__Problem requirements__
Please repeat the lines below exactly. Begin with the line containing "Task: indicate the spruce" and go on through the line containing "Task: indicate the evergreen".

__Data supplied__

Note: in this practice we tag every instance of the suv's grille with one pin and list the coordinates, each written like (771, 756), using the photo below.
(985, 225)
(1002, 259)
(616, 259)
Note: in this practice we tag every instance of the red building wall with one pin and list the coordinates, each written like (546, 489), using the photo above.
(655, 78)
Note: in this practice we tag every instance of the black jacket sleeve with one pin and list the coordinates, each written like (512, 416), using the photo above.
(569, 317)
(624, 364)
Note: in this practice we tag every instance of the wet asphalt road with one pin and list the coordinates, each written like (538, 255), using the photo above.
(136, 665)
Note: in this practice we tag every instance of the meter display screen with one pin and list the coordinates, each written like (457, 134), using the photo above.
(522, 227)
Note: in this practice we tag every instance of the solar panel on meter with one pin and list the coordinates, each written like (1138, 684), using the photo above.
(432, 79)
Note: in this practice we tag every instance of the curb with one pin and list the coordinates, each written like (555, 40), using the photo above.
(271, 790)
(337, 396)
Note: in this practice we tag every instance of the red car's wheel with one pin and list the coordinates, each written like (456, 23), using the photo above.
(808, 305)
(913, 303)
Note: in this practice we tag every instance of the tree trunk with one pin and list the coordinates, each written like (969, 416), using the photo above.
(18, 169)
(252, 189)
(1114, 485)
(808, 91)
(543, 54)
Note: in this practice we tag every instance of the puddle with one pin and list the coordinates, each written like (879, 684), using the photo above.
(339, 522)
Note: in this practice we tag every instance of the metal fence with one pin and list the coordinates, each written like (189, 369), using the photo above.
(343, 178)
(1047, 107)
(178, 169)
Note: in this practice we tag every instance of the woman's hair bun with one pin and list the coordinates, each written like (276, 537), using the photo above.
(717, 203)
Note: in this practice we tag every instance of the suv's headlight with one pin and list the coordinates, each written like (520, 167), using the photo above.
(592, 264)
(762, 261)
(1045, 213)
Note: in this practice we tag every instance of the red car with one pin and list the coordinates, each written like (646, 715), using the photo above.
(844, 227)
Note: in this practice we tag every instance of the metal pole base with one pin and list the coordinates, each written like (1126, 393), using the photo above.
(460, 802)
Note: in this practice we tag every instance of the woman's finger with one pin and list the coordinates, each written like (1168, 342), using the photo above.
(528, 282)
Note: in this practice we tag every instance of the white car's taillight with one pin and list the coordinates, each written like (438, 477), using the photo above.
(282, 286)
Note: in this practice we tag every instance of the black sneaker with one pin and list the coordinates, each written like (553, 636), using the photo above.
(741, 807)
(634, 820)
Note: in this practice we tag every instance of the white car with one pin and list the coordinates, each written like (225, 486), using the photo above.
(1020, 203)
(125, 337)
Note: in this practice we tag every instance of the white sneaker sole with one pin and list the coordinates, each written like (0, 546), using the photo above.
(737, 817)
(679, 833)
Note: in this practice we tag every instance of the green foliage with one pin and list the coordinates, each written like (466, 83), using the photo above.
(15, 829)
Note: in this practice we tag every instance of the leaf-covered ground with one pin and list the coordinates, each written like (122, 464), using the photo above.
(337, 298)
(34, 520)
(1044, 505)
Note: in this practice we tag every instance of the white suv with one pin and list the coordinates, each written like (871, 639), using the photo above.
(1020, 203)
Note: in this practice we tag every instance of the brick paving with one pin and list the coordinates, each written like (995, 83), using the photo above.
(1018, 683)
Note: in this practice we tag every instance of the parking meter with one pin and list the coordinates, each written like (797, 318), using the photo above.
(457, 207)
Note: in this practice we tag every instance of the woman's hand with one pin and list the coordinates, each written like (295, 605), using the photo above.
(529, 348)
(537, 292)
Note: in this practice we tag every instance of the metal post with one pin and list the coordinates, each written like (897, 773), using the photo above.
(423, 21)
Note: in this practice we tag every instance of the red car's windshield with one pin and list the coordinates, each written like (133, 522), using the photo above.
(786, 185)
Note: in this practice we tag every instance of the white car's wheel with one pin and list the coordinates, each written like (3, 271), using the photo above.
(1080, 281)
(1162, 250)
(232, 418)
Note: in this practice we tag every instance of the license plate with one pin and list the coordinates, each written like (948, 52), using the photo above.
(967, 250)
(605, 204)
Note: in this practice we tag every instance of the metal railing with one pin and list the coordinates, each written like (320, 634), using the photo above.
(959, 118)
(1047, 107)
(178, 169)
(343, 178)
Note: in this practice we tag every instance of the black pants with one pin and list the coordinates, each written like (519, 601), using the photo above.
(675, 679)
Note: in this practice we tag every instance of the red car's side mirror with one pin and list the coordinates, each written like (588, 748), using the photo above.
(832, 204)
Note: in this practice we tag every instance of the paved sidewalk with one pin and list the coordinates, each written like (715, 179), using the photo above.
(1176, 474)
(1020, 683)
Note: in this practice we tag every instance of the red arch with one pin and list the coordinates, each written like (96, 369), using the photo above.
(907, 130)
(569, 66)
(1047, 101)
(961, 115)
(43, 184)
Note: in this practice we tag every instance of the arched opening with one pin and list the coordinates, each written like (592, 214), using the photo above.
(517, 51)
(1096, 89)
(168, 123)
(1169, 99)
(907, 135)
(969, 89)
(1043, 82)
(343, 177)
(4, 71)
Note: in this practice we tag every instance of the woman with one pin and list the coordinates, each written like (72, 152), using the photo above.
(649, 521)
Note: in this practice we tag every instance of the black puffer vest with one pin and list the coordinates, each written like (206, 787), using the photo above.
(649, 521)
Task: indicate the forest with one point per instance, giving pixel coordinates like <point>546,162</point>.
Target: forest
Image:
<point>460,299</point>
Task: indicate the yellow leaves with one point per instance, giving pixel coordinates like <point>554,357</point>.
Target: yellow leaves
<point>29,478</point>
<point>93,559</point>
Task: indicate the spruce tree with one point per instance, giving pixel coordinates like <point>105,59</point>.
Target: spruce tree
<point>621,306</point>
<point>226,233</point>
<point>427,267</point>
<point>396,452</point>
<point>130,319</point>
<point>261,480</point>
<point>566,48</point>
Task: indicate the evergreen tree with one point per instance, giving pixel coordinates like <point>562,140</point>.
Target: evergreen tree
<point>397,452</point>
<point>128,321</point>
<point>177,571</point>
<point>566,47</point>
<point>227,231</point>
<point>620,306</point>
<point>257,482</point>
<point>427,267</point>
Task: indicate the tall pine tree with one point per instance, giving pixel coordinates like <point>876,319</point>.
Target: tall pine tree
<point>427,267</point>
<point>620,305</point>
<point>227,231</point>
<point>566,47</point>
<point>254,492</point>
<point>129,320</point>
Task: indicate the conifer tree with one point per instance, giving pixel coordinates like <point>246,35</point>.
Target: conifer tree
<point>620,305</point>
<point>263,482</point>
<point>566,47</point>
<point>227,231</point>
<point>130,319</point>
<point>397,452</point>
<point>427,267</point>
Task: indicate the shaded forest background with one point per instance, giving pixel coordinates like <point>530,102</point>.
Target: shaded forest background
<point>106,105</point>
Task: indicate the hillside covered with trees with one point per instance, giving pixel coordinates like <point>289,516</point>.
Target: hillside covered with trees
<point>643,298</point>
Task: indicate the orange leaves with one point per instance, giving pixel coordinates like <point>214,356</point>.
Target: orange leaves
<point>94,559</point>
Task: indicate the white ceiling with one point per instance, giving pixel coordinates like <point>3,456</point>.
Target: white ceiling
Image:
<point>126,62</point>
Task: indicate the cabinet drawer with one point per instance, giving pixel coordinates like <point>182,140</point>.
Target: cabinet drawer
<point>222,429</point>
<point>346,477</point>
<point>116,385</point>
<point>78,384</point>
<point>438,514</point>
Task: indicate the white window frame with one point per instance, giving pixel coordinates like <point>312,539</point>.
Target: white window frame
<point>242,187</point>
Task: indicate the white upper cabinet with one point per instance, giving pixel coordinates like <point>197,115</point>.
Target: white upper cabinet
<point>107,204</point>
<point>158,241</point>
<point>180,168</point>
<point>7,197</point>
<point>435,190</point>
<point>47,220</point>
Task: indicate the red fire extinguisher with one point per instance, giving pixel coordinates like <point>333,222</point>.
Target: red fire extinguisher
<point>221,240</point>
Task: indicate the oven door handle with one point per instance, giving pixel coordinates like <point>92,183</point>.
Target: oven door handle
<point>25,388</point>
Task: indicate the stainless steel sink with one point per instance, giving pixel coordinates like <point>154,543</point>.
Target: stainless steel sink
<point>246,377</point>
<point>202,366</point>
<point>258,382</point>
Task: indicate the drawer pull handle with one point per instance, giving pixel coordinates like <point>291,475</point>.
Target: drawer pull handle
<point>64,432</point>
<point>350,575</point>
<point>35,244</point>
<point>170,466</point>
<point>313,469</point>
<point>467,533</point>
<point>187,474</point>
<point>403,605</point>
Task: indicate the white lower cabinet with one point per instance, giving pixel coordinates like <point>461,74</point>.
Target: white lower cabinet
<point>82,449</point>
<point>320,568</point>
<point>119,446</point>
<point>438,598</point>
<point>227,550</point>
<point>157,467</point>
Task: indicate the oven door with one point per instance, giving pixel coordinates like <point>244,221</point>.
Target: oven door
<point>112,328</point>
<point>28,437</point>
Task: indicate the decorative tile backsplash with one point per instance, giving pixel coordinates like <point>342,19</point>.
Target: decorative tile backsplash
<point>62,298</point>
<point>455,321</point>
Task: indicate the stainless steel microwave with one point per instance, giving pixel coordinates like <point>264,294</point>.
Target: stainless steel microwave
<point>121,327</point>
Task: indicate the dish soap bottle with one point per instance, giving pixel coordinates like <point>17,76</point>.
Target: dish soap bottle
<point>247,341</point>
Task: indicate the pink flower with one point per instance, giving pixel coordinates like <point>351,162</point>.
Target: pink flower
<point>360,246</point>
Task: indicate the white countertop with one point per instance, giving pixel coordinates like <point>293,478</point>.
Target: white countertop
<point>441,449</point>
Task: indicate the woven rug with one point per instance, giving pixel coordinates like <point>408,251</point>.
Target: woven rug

__Task output__
Task: indicate the spruce tree with one point per instance, giving pixel coordinates like <point>105,59</point>.
Target: spruce tree
<point>621,306</point>
<point>226,233</point>
<point>427,267</point>
<point>396,452</point>
<point>130,319</point>
<point>261,480</point>
<point>566,48</point>
Task: indicate the evergreen tree with one point per instance, giving pixel coordinates like <point>562,140</point>.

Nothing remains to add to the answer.